__GIVEN RECORDS__:
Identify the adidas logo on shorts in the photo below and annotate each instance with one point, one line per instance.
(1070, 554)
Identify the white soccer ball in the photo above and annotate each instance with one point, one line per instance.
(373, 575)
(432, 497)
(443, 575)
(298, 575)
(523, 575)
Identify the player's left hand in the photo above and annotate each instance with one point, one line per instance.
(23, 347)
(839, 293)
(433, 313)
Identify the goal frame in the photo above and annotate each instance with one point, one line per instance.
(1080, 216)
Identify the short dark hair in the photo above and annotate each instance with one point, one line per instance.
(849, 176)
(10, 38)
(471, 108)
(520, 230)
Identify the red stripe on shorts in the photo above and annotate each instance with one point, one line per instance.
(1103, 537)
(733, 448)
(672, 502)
---
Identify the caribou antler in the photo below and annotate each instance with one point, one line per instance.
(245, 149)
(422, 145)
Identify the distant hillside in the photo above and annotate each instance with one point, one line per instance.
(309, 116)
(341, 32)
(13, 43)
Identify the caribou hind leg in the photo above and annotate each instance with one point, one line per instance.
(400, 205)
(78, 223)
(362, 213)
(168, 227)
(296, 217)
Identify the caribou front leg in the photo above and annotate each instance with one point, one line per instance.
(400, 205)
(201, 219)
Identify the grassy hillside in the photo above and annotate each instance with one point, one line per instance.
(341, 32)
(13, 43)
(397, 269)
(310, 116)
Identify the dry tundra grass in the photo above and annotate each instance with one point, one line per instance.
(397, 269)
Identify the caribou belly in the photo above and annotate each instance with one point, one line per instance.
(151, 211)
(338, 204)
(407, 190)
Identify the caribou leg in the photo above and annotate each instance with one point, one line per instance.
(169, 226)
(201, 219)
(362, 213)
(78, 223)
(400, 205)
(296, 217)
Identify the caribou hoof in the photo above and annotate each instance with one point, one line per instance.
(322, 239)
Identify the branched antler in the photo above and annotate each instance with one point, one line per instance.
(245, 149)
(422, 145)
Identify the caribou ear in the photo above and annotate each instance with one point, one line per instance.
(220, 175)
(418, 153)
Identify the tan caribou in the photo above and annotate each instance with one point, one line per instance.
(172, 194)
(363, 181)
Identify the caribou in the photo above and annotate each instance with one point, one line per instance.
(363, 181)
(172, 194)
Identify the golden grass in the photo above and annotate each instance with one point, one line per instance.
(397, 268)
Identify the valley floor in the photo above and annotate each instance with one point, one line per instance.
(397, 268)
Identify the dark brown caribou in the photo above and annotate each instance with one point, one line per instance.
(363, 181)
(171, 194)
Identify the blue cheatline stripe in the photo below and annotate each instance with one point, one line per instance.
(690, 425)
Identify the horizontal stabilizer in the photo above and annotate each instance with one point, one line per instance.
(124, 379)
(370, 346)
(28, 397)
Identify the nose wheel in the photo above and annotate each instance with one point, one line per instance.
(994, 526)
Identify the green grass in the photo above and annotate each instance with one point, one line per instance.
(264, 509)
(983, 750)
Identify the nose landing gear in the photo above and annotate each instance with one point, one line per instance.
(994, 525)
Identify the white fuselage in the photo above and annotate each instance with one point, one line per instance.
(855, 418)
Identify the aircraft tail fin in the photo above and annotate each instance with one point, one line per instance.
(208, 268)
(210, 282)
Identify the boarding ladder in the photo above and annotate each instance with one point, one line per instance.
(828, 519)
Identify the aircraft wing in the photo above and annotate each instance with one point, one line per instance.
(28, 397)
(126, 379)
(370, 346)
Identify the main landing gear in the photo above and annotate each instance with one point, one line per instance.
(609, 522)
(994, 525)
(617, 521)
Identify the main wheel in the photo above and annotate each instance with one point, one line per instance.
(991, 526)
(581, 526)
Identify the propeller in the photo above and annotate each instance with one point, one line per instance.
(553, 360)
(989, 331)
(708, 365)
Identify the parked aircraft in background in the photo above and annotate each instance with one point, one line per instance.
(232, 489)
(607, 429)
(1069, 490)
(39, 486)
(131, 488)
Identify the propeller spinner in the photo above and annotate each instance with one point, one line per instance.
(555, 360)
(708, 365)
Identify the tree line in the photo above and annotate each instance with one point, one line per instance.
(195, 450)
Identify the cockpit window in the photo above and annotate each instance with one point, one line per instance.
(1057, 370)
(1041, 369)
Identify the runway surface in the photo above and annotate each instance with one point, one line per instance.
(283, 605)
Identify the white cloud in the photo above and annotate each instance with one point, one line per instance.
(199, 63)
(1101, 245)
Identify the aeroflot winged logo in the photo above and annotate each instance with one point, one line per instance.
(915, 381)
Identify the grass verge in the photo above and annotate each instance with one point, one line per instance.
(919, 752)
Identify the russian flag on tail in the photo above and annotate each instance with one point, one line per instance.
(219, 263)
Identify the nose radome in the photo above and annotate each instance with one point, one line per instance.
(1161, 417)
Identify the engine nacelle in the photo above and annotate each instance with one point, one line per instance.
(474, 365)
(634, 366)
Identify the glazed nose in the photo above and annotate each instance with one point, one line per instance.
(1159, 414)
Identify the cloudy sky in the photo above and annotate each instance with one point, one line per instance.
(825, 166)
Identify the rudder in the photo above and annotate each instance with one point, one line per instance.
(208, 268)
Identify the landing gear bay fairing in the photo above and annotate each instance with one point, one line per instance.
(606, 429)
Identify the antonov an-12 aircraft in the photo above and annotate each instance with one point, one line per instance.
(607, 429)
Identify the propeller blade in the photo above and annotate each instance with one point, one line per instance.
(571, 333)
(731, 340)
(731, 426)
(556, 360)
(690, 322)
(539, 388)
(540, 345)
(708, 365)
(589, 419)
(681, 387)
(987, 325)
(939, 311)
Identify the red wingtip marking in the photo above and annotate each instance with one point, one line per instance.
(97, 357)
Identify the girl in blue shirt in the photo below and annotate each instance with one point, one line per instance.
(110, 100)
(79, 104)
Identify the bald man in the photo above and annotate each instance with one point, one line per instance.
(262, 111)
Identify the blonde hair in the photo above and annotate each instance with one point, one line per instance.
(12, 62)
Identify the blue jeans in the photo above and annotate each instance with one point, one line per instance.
* * *
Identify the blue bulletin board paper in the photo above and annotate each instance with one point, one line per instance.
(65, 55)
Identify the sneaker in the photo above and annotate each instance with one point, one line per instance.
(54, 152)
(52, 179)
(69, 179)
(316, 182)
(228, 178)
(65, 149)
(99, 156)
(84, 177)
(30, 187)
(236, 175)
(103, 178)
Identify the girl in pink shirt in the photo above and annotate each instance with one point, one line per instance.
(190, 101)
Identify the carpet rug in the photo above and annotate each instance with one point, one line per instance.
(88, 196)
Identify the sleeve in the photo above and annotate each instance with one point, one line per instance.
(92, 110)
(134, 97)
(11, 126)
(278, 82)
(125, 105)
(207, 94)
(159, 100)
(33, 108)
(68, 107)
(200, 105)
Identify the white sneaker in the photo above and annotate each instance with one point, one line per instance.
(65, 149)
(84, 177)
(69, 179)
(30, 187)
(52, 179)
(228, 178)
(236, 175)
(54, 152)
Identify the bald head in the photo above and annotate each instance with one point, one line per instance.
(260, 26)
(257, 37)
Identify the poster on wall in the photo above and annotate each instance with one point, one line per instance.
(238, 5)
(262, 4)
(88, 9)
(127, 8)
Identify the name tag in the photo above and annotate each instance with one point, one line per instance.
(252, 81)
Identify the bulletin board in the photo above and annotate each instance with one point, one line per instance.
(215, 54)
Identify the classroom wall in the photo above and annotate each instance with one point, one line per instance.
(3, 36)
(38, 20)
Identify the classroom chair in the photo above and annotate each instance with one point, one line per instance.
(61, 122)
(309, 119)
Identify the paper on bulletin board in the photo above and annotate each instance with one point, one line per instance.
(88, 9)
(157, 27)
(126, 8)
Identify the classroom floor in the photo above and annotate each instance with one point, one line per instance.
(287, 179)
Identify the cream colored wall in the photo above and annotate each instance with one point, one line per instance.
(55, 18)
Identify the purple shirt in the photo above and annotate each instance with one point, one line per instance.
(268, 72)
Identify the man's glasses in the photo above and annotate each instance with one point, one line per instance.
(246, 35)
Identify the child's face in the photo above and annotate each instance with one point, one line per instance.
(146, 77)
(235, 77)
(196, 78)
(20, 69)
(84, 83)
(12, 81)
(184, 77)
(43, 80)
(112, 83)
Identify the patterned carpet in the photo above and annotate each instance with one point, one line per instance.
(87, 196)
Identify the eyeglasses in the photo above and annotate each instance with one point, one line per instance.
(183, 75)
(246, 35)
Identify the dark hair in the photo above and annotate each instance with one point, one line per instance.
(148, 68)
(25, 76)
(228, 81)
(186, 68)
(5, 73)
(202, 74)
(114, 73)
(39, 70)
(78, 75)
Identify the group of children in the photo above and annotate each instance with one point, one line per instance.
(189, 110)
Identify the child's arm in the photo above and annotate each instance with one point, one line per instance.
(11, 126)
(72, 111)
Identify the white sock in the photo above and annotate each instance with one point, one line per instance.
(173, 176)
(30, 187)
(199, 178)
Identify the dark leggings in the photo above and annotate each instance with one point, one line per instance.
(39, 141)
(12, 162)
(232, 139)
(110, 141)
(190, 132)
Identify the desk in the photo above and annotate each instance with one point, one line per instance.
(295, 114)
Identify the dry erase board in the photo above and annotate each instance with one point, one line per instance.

__WHAT YOU WILL DO__: The response should be the listing above, limited to the lines between the one holding "Identify the classroom floor" and the one holding "Identify the dry erase", inclusive, reproduced exactly.

__REPLY TO THE TASK__:
Identify the classroom floor in the photo above and annotate each instance with one point, one line per instance.
(287, 179)
Identify the cream colored wall in the photo above and annotate each instance with one point, one line per instance.
(55, 18)
Identify the purple shirt in the photo above and annotate each instance with one point, one line per instance.
(268, 72)
Identify the man's glasses in the photo above and annotate each instance with one point, one line per instance.
(246, 35)
Identify the child's face in the photo above and annotate each instance with one point, one line per instance.
(146, 77)
(235, 77)
(196, 78)
(20, 69)
(84, 83)
(12, 81)
(184, 77)
(43, 80)
(112, 83)
Identify the patterned carpet in the photo above and annotate each instance with one point, one line per instance.
(87, 196)
Identify the eyeglasses in the photo above and annotate each instance with one point, one line per instance.
(183, 75)
(246, 35)
Identify the dark hair in the photo above and annotate each instance with one point, one line per instance.
(148, 68)
(25, 76)
(228, 81)
(186, 68)
(5, 73)
(202, 74)
(114, 73)
(39, 70)
(78, 75)
Identify the group of children in the photo above and annotate each instance with one point, one line per instance.
(189, 110)
Identify the child's arm in the photo above and annotate each instance with one point, one line per instance.
(11, 126)
(72, 111)
Identify the white sock in the photo above and annotate each instance with one point, one line per instance.
(173, 176)
(30, 187)
(199, 178)
Identify the dark leggings in the photo above and annotate each instance with one point, one line per instance.
(39, 141)
(12, 162)
(232, 139)
(110, 141)
(190, 132)
Identify the desk in the photo above and annotate each instance with one point, one line per instance.
(295, 114)
Identify the dry erase board in the photo above and annotate each instance with one point, one line per instance.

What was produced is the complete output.